Arrange all of the items below as a numbered list, omitting any blank lines.

-- -- --

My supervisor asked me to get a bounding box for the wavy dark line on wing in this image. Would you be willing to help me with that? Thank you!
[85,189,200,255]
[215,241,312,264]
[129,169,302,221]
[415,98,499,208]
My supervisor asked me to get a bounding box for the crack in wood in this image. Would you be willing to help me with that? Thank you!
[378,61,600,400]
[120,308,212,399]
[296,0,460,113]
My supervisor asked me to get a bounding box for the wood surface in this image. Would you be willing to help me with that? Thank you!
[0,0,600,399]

-- -- --

◆ Result of this exercise ◆
1. My supervisor asked me to get a bounding box for the wavy dark line on wing in this image. Would you be willing to help me with that? Thank you!
2. [85,189,200,255]
3. [215,241,312,264]
4. [129,169,302,221]
5. [415,98,499,208]
6. My supervisor asked me to get a bounding box for the crack in wood in this image. Would you be willing to help me with that? Thank you!
7. [378,61,600,400]
8. [120,308,212,399]
9. [296,0,460,113]
10. My supervisor asked me to get a bounding box for the wood surface in this image. Would you be willing to help me with that? Thank you!
11. [0,0,600,399]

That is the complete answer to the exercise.